**Stated problem:** Please quote every line word for word.

□ □ □ □ □

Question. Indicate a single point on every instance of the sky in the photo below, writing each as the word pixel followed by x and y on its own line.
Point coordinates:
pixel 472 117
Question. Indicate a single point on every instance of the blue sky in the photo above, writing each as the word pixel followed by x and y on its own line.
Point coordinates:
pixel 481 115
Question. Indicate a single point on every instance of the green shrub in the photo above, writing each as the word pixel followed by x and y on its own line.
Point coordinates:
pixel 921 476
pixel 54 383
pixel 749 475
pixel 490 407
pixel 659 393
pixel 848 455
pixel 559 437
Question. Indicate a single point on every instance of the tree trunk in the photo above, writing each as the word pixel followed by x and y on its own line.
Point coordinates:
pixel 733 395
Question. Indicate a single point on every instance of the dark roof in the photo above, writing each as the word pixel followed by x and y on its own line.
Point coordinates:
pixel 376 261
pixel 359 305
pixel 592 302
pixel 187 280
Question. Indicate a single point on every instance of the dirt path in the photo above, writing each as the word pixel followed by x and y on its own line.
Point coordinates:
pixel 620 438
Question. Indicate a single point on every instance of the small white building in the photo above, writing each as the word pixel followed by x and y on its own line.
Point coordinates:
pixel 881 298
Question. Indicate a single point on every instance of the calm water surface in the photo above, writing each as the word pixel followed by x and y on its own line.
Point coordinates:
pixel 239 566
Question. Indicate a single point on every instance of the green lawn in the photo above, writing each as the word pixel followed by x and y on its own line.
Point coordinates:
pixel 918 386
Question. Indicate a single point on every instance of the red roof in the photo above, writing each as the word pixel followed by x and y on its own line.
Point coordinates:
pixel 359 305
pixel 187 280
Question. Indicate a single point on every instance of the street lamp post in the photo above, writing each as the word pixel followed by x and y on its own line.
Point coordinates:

□ □ □ □ □

**Result of this task:**
Question. Indicate a single point on every instance of the sky in the photo below, writing each as the word pixel followed by x and y on its own line.
Point coordinates:
pixel 472 117
Question. Indicate a single point on every instance of the blue sky in the photo above, writing each as the word pixel followed by x and y on its own line.
Point coordinates:
pixel 481 115
Question. Indicate a single point on every instance of the green shrub in the photo above, writing each as the word pixel followed by x and y on its own line.
Point coordinates:
pixel 921 476
pixel 54 383
pixel 749 475
pixel 490 407
pixel 659 393
pixel 848 455
pixel 559 437
Question. Indicate a single point on every instance of the tree trunk in the photo above, writing each as the word pixel followed by x and y on its own line.
Point coordinates:
pixel 733 395
Question. Indicate a single point on every instance of the dark roof in the photo above, writing each as the word pixel followed by x and y on its own line.
Point coordinates:
pixel 376 261
pixel 359 305
pixel 592 302
pixel 187 280
Question. Indicate a single point on every instance of the dirt path in the photo above, writing each as the word pixel followed by x and y on its own line.
Point coordinates:
pixel 620 438
Question. Indicate a single point on every instance of the small white building in the photo above, writing each as the word pixel followed by x and y on its own line.
Point coordinates:
pixel 881 298
Question. Indicate a single point on every instance of the calm water surface in the photo above, writing each as the word pixel followed by x and y on its own line.
Point coordinates:
pixel 239 566
Question. Indicate a single point on every instance of the green lawn in the photo above, writing each as the word pixel followed by x and y on its own line.
Point coordinates:
pixel 918 386
Question. Indicate a single point on every instance of the red roof in the photo above, writing each as the word pixel followed by x and y on its own line.
Point coordinates:
pixel 359 305
pixel 187 280
Question. Indicate a single point on every instance of the street lamp post in the photo above, writing each as the word pixel followed by x and y on its own line.
Point coordinates:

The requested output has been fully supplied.